# QUESTIONS TO ANSWER
1: In the Princeton events text, why can people who miss the live Bernanke and Remnick speeches still watch them? Answer in one to three sentences.
2: Extend the text about the Princeton graduation events past its last sentence.

Orange and Black Entrepreneur: Chris Kuenne

Chris Kuenne
Chris Kuenne

Chris Kuenne was one of my favorite interviews in 2010.  He founded Rosetta 15 years ago and sold it to Publicis for $575 million three years ago. He will speak at the Princeton Entrepreneurship Club reunion event on  Friday, May 31, 11 to 12:30 p.m. at the Mathey College Common Room.

Kuenne graduated from Princeton in 1985 and will follow  Ed Zschau, in teaching the university’s very popular (highly competitive)High Tech Entrepreneurship class.

Read about the university’s success in commercializing technology in the cover story of this week’s U.S. 1  Newspaper. 

The Money Man (Bernanke) and The Wit (Remnick)

See live broadcasts when Ben Bernanke speaks at Princeton University on June 2 at 2 p.m. and David Remnick speaks on Monday, June 3. 

Here is the info I got from the Princeton University publicity folks: a summary of the graduation events leading up to and including Princeton’s 266th Commencement. I have deleted mentions of how to pick up journalist credentials and, no, I don’t plan to do that myself. 

The Bernanke and Remnick speeches will be simulcast on Channel 27 for Comcast subscribers and Channel 21 for Verizon FIOS subscribers. The events also are scheduled to be webcast live and archived online for later viewing at www.princeton.edu/WebMedia/For more information, visit the Commencement website at http://www.princeton.edu/commencement/events

—The Baccalaureate service will take place at 2 p.m. Sunday, June 2, in the University Chapel. The speaker will be Ben Bernanke, chairman of the Board of Governors of the U.S. Federal Reserve.

Point localization data

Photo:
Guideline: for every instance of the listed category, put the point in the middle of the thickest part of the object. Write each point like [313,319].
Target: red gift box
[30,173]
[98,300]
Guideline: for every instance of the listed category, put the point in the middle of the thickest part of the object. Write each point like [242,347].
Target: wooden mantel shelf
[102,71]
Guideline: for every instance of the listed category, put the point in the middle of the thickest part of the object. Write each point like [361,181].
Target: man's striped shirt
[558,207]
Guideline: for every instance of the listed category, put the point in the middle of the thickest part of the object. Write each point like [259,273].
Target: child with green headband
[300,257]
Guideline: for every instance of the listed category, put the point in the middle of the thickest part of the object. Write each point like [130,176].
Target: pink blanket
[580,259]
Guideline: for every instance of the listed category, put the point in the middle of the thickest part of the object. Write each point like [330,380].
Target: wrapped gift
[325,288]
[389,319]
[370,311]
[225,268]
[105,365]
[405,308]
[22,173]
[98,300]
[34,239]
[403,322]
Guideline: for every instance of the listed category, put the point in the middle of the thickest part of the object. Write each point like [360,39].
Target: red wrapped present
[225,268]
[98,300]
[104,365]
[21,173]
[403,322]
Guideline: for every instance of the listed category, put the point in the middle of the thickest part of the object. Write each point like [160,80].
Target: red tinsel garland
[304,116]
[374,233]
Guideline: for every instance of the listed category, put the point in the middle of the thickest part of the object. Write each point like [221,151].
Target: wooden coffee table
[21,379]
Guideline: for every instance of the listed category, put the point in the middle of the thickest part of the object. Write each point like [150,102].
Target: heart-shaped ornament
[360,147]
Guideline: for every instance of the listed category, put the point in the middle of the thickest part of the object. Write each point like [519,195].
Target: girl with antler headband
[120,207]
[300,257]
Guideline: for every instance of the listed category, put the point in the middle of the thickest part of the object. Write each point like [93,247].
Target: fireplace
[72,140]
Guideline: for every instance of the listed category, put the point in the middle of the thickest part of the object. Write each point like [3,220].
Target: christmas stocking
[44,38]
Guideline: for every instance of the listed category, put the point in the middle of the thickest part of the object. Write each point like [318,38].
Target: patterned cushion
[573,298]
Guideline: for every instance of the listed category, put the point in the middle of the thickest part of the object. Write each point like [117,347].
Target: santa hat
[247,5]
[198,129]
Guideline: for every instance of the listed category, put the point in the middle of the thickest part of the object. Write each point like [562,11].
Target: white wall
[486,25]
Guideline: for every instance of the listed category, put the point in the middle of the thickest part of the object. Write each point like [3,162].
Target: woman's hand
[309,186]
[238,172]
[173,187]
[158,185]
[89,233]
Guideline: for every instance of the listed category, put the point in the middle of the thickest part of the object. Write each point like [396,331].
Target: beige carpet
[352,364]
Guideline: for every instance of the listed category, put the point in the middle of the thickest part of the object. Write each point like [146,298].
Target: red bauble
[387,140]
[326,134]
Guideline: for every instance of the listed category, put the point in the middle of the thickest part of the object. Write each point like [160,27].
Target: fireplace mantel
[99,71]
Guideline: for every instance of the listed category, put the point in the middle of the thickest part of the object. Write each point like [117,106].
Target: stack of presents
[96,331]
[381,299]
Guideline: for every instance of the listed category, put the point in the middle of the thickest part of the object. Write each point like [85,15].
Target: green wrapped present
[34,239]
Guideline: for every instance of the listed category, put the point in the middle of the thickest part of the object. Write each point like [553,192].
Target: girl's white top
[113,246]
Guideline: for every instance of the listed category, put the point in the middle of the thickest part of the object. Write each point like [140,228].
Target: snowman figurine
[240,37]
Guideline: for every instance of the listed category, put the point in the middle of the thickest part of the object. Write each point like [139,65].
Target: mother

# YOUR RESPONSES
1: The speeches are scheduled to be webcast live and also archived online at www.princeton.edu/WebMedia/ for later viewing.

2:
 
—The Class Day ceremony for seniors is set for 10:30 a.m. Monday, June 3, on Cannon Green (Jadwin Gym in the event of severe weather). The speaker will be David Remnick, editor of the New Yorker.

— The Hooding ceremony for advanced degree candidates will begin at 5 p.m. Monday, June 3, on Cannon Green (McCarter Theater in case of severe weather). The guest speaker is Sheryl WuDunn, a graduate from the Class of 1988. 
 
—The Commencement program begins with the academic procession at10:20 a.m. Tuesday, June 4 on the front campus on Nassau Street. The University’s 266th Commencement ceremony is slated for 11 a.m. on the lawn in front of Nassau Hall (Jadwin Gym in the event of severe weather). Princeton President Shirley M. Tilghman will preside over the event and address the graduates. Several honorary degrees traditionally are conferred, but names are not announced until that day. 

PLAN FOR THE TRAFFIC!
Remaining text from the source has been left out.